Working from the entries that follow, retype each one without any alteration.
╭─ DATA SUPPLIED
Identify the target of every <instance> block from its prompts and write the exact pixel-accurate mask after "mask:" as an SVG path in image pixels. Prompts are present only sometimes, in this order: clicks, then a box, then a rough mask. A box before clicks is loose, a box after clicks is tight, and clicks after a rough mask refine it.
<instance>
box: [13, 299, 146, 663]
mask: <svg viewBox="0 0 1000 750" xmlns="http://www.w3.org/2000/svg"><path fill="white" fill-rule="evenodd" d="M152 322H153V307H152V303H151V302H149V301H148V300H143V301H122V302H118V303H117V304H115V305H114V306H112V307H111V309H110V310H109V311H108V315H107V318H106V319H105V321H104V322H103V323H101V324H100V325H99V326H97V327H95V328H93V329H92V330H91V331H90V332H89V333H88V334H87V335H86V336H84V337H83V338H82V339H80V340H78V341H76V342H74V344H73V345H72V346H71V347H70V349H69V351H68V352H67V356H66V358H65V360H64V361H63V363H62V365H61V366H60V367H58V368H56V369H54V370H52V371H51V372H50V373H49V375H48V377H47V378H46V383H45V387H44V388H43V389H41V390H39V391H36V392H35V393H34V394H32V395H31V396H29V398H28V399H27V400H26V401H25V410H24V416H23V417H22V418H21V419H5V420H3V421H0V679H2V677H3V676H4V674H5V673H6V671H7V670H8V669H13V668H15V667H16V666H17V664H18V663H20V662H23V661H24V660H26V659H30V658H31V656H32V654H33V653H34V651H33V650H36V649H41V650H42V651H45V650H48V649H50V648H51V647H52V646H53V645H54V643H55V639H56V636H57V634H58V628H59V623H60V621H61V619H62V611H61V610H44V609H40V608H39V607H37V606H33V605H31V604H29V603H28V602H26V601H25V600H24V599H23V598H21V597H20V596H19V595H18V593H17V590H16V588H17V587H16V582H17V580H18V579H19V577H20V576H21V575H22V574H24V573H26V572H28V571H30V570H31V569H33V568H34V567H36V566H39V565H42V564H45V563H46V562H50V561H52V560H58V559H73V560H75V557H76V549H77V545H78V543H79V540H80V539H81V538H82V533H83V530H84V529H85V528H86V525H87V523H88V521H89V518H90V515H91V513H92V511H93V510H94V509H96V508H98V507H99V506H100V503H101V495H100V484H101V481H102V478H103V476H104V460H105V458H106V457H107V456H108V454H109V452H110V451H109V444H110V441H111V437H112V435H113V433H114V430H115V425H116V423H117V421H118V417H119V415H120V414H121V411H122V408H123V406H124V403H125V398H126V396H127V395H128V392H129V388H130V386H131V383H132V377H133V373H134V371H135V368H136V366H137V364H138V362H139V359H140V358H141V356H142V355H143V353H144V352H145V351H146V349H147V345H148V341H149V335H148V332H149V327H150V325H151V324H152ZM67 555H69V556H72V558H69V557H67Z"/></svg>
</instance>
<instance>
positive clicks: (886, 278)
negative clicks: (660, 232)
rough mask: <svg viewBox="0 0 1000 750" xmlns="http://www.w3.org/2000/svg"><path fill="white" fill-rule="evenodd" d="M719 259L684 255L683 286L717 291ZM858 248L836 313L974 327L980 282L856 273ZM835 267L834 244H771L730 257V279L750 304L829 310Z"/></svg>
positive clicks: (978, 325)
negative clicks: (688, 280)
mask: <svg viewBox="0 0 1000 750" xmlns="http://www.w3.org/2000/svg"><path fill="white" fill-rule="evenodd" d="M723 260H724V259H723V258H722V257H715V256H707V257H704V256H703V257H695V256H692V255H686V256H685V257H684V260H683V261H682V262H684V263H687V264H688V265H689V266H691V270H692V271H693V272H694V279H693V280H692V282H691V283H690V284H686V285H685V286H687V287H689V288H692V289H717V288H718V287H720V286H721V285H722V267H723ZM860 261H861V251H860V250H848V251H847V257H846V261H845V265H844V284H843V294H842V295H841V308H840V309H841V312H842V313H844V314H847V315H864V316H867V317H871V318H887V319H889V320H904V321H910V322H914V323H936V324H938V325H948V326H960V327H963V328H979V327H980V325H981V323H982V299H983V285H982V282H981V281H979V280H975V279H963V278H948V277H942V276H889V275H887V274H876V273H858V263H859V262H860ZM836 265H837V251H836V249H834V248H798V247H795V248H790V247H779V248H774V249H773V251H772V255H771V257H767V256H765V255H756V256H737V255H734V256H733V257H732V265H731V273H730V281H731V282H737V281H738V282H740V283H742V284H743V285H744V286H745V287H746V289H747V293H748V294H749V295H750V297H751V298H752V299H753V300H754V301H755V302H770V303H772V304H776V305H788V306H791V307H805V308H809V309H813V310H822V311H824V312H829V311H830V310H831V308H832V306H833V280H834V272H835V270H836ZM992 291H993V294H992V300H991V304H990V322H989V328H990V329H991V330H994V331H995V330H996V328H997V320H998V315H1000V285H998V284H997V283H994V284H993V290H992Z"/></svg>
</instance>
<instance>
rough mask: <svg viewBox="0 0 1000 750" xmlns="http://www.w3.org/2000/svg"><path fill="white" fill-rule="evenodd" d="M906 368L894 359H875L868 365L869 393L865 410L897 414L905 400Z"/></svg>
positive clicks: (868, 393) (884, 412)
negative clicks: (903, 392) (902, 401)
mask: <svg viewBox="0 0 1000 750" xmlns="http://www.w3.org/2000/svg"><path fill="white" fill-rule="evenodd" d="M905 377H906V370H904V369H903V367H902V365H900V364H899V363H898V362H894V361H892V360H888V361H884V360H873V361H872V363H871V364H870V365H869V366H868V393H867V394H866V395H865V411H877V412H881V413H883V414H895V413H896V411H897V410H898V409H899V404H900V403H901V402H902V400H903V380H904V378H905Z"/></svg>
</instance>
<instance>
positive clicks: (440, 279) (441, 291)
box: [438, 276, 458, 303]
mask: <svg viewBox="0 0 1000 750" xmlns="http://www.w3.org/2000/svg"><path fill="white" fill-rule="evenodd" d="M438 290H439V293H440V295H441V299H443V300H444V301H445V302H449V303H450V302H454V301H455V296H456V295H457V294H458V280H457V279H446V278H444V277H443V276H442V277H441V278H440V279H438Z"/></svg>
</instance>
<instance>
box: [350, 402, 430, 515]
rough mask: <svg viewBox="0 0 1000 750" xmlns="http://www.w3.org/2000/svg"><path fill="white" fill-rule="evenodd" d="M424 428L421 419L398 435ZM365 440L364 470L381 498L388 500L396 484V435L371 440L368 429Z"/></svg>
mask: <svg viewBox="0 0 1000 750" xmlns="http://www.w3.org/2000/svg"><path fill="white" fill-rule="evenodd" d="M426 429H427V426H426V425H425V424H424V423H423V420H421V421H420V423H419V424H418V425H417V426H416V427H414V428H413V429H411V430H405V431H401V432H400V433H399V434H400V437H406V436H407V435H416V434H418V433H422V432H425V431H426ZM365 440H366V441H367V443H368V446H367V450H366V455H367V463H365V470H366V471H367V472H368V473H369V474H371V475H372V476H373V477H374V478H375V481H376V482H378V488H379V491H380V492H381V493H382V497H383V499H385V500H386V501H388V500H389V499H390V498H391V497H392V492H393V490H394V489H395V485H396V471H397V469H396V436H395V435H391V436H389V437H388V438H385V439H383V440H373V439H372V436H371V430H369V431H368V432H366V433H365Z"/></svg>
╰─
▶ _RESPONSE TO THIS TASK_:
Identify the target of every <instance> block from its prompts and write the exact pixel-accurate mask after "mask:" as an SVG path in image pixels. Prompts are present only sometimes, in this order: clicks, then a box, then a rough mask. A box before clicks is loose, a box after clicks is tight, and clicks after a rough mask refine it.
<instance>
box: [13, 299, 146, 663]
mask: <svg viewBox="0 0 1000 750" xmlns="http://www.w3.org/2000/svg"><path fill="white" fill-rule="evenodd" d="M152 322H153V307H152V303H151V302H149V301H148V300H143V301H122V302H118V303H117V304H115V305H114V306H112V307H111V309H110V310H109V311H108V315H107V318H106V319H105V321H104V322H103V323H101V324H100V325H99V326H97V327H95V328H93V329H92V330H91V331H90V332H89V333H88V334H87V335H86V336H84V337H83V338H82V339H80V340H78V341H76V342H74V344H73V345H72V346H71V347H70V349H69V351H68V352H67V356H66V358H65V360H64V361H63V363H62V365H61V366H60V367H58V368H56V369H54V370H52V371H51V372H50V373H49V375H48V377H47V378H46V383H45V387H44V388H43V389H41V390H39V391H36V392H35V393H34V394H32V395H31V396H29V398H28V399H27V400H26V401H25V410H24V416H23V417H22V418H21V419H5V420H3V421H0V679H2V677H3V676H4V674H5V673H6V671H7V670H8V669H13V668H15V667H16V666H17V664H18V663H20V662H23V661H24V660H26V659H30V658H31V656H32V654H33V653H34V651H33V650H36V649H41V650H42V651H45V650H48V649H50V648H51V647H52V646H53V645H54V643H55V639H56V636H57V634H58V628H59V623H60V621H61V619H62V611H61V610H44V609H40V608H39V607H37V606H33V605H31V604H29V603H28V602H26V601H25V600H24V599H23V598H21V597H20V596H19V595H18V593H17V590H16V588H17V587H16V582H17V580H18V579H19V577H20V576H21V575H22V574H24V573H26V572H28V571H30V570H31V569H33V568H34V567H36V566H39V565H42V564H45V563H46V562H50V561H52V560H58V559H73V560H75V557H76V549H77V545H78V543H79V540H80V539H81V538H82V533H83V530H84V529H85V528H86V525H87V523H88V521H89V518H90V515H91V513H92V511H93V510H94V509H96V508H98V507H99V506H100V503H101V495H100V484H101V481H102V478H103V476H104V460H105V458H106V457H107V456H108V454H109V452H110V451H109V444H110V441H111V437H112V435H113V433H114V430H115V425H116V423H117V421H118V417H119V415H120V414H121V411H122V408H123V406H124V403H125V398H126V396H127V395H128V392H129V388H130V386H131V383H132V377H133V373H134V371H135V368H136V366H137V364H138V362H139V359H140V358H141V356H142V355H143V353H144V352H145V351H146V349H147V345H148V341H149V335H148V332H149V327H150V325H151V324H152ZM67 555H69V556H72V558H69V557H67Z"/></svg>
</instance>
<instance>
positive clicks: (886, 278)
negative clicks: (660, 232)
rough mask: <svg viewBox="0 0 1000 750" xmlns="http://www.w3.org/2000/svg"><path fill="white" fill-rule="evenodd" d="M719 259L684 255L683 286L717 291ZM858 248L836 313L974 327L980 282L856 273ZM835 267L834 244H771L730 257V279L750 304L829 310Z"/></svg>
positive clicks: (978, 325)
negative clicks: (688, 280)
mask: <svg viewBox="0 0 1000 750" xmlns="http://www.w3.org/2000/svg"><path fill="white" fill-rule="evenodd" d="M723 260H724V259H723V258H722V257H715V256H707V257H704V256H703V257H695V256H692V255H686V256H685V257H684V260H683V261H682V262H684V263H687V264H688V265H689V266H691V270H692V271H693V272H694V279H693V280H692V282H691V283H690V284H686V285H685V286H687V287H689V288H692V289H717V288H718V287H720V286H721V285H722V267H723ZM860 261H861V251H860V250H848V251H847V257H846V261H845V265H844V284H843V294H842V295H841V308H840V309H841V312H842V313H844V314H847V315H864V316H867V317H871V318H887V319H889V320H904V321H910V322H914V323H936V324H938V325H948V326H960V327H963V328H979V327H980V325H981V323H982V299H983V285H982V282H981V281H979V280H975V279H963V278H948V277H942V276H889V275H887V274H876V273H858V263H859V262H860ZM836 265H837V251H836V249H834V248H798V247H795V248H790V247H779V248H774V249H773V251H772V255H771V257H767V256H765V255H756V256H737V255H734V256H733V257H732V265H731V273H730V281H731V282H737V281H738V282H740V283H742V284H743V285H744V286H745V287H746V289H747V293H748V294H749V295H750V297H751V298H752V299H753V300H754V301H755V302H770V303H772V304H776V305H788V306H791V307H805V308H809V309H813V310H822V311H824V312H829V311H830V310H831V308H832V306H833V280H834V272H835V270H836ZM992 291H993V294H992V300H991V304H990V322H989V328H990V329H991V330H994V331H995V330H996V328H997V320H998V315H1000V285H998V284H997V283H994V284H993V290H992Z"/></svg>
</instance>
<instance>
rough mask: <svg viewBox="0 0 1000 750" xmlns="http://www.w3.org/2000/svg"><path fill="white" fill-rule="evenodd" d="M906 368L894 359H875L868 365L869 393L865 410L897 414L905 400Z"/></svg>
positive clicks: (868, 393) (884, 412)
negative clicks: (903, 392) (902, 401)
mask: <svg viewBox="0 0 1000 750" xmlns="http://www.w3.org/2000/svg"><path fill="white" fill-rule="evenodd" d="M905 377H906V370H904V369H903V367H902V365H900V364H899V363H898V362H894V361H892V360H888V361H884V360H873V361H872V363H871V364H870V365H869V366H868V393H867V394H866V395H865V411H877V412H881V413H883V414H895V413H896V411H897V410H898V409H899V404H900V403H901V402H902V400H903V380H904V378H905Z"/></svg>
</instance>
<instance>
positive clicks: (440, 279) (441, 291)
box: [438, 276, 458, 303]
mask: <svg viewBox="0 0 1000 750" xmlns="http://www.w3.org/2000/svg"><path fill="white" fill-rule="evenodd" d="M438 290H439V293H440V295H441V299H443V300H444V301H445V302H449V303H450V302H454V301H455V296H456V295H457V294H458V280H457V279H446V278H444V277H443V276H442V277H441V278H440V279H438Z"/></svg>
</instance>
<instance>
box: [350, 402, 430, 515]
rough mask: <svg viewBox="0 0 1000 750" xmlns="http://www.w3.org/2000/svg"><path fill="white" fill-rule="evenodd" d="M424 428L421 419L398 435ZM365 440L364 470L381 498L388 500L396 484V435L371 440L368 429Z"/></svg>
mask: <svg viewBox="0 0 1000 750" xmlns="http://www.w3.org/2000/svg"><path fill="white" fill-rule="evenodd" d="M426 429H427V426H426V425H425V424H424V423H423V420H421V421H420V423H419V424H418V425H417V426H416V427H414V428H413V429H411V430H405V431H401V432H400V433H399V434H400V437H406V436H407V435H416V434H418V433H422V432H425V431H426ZM365 440H366V441H367V443H368V446H367V450H366V455H367V463H365V470H366V471H367V472H368V473H369V474H371V475H372V476H373V477H374V478H375V481H376V482H378V488H379V491H380V492H381V493H382V497H383V499H385V500H386V501H388V500H389V499H390V498H391V497H392V492H393V490H394V489H395V485H396V471H397V469H396V436H395V435H391V436H389V437H388V438H385V439H383V440H373V439H372V436H371V430H369V431H368V432H366V433H365Z"/></svg>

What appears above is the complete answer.